**What is needed**
Pick up the railroad adjustment board text on the Mt. Vernon station clerk claim after its last sentence and continue it.

**Supplied text**
----

NATIONAL RAILROAD ADJUSTMENT BOARD
THIRD DIVISION
BROTHERHOOD OF RAILWAY AND STEAMSHIP CLERKS, FREIGHT HANDLERS, EXPRESS AND STATION EMPLOYES
STATEMENT OF CLAIM: Claim of the System Committee of the Brotherhood that:
EMPLOYES' STATEMENT OF FACTS: Prior to March 22, 1952 the regularly assigned station force at Mt. Vernon, Missouri, located in the Eastern Division Seniority District, consisted of the following positions:
Agent, assigned hours 8:00 A. M. to 12:00 Noon, 1:00 P. M. to 5:00 P. M. Monday through Friday.
Telegrapher, assigned hours 8:00 A. M. to 12:00 Noon, 1:00 P. M. to 5:00 P. M., Monday through Friday.
Cashier, assigned hours 8:00 A. M. to 12:00 Noon, 1:00 P. M. to 5:00 P. M. Monday through Friday.
Station Clerk, assigned hours 7:00 A. M. to 12:00 Noon, 1:00 P. M. to 4:00 P. M. Tuesday through Saturday.
Effective 4:00 P. M. Saturday, March 22, 1952, Carrier unilaterally discontinued position of Station Clerk, Mt. Vernon, Missouri (See Employes Exhibit 1) and assigned the following duties attached thereto to the Agent
The agent at Mt. Vernon is a working agent and is distinguished from supervising station agents at large points whose primary duties are supervisory in nature and not usually involving the personal performance of such work as is described in Grades 1 and 2.
For the claimed violation in Part 1 of the employes' claim, the employes ask in Part 2 that the station clerk position be restored and bulletined to clerical employes in the Eastern Division seniority district. The Carrier considers that it has submitted ample evidence to justify a denial of Part I and the Carrier does not in any manner recede from its position. However, it realizes that it cannot always anticipate what the findings of this Board may be, and in the event of an adverse decision with respect to Part 1, the Carrier submits that it has long been settled that this Board is without authority to direct the Carrier in what manner it will comply with the agreement. (Award 5253). Therefore, Part 2 of the employes' claim, in any event, should be denied.

----

**Recorded information**

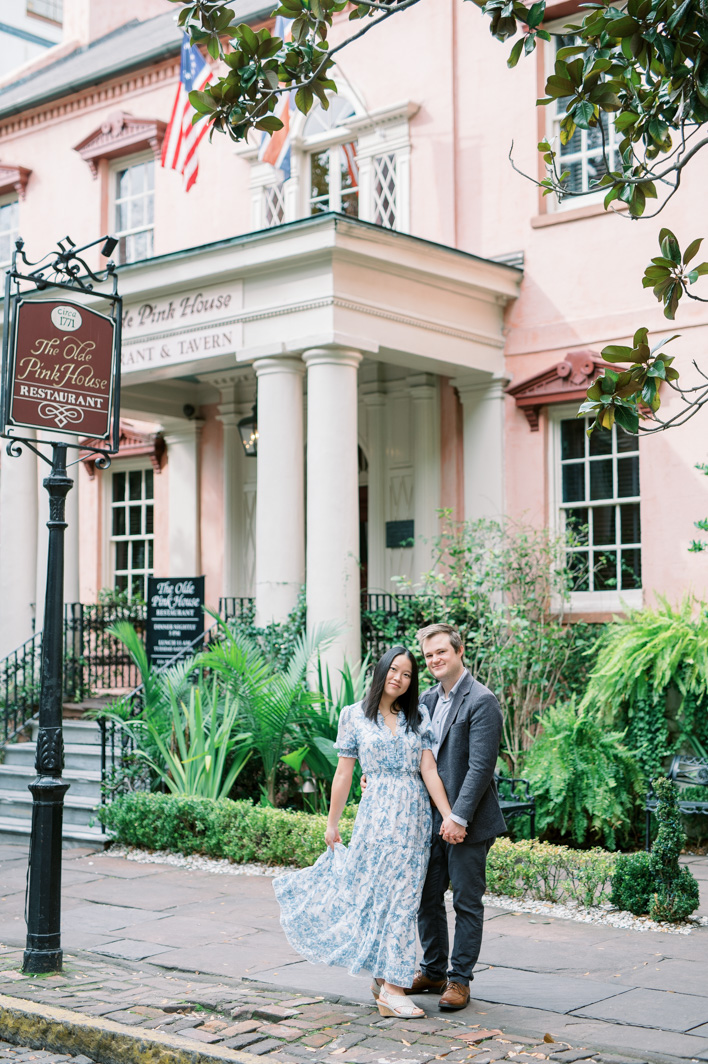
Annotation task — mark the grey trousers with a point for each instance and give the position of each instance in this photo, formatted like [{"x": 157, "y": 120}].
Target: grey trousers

----

**Final result**
In Part 3 the employes request that claimant Bass and all others adversely affected by reimbursed for all monetary loss sustained. The employes, in the handling of the dispute on the property, have submitted no evidence to establish that claimant Bass, or any other employe, sustained a monetary loss by reason of the Carrier's action. As proof of the fact that no employe now in the service and covered by agreement with the Brotherhood of Railway Clerks suffered a monetary loss, the following is submitted for the Board's consideration with respect to this part of the employes' claim:
When Clerk Bass' position was abolished at Mt. Vernon, he displaced G. P. Tankersley as warehouseman at Aurora, Mo., rate $13.29 per day, which is the same rate of pay as the abolished position. Mr. Tankersley in turn displaced H. W. Skaggs on relief position No, 3 at Aurora, working station clerk position on Saturday, rate $13.29 per day, bill clerk position Sunday and Monday, rate $13.41 per day, ticket clerk position Tuesday and Wednesday, rate $13.65 per day. Mr. Tankersley suffered no monetary loss. H. W. Skaggs displaced H. J. Arnold as ticket Clerk at Aurora, rate $13.65 per day. He likewise suffered no monetary loss. Clerk H. J. Arnold was reduced to the extra list and shortly thereafter secured other employment and formally tendered his resignation to the Carrier on May 18, 1952. These facts justify a denial of Part 3 of the employer' claim.
All data used in support of the Carrier's position have been made available to the employes and are made a part of the question in dispute,
OPINION OF BOARD: It appearing that there are other parties involved in this dispute than the ones represented, within the meaning of Sec. 3 (j) of the Railway Labor Act, to whom no notice was given, and the Carrier having properly raised the point as a matter of procedure, this claim must be dismissed without prejudice in line with Award No. 6680, this day announced.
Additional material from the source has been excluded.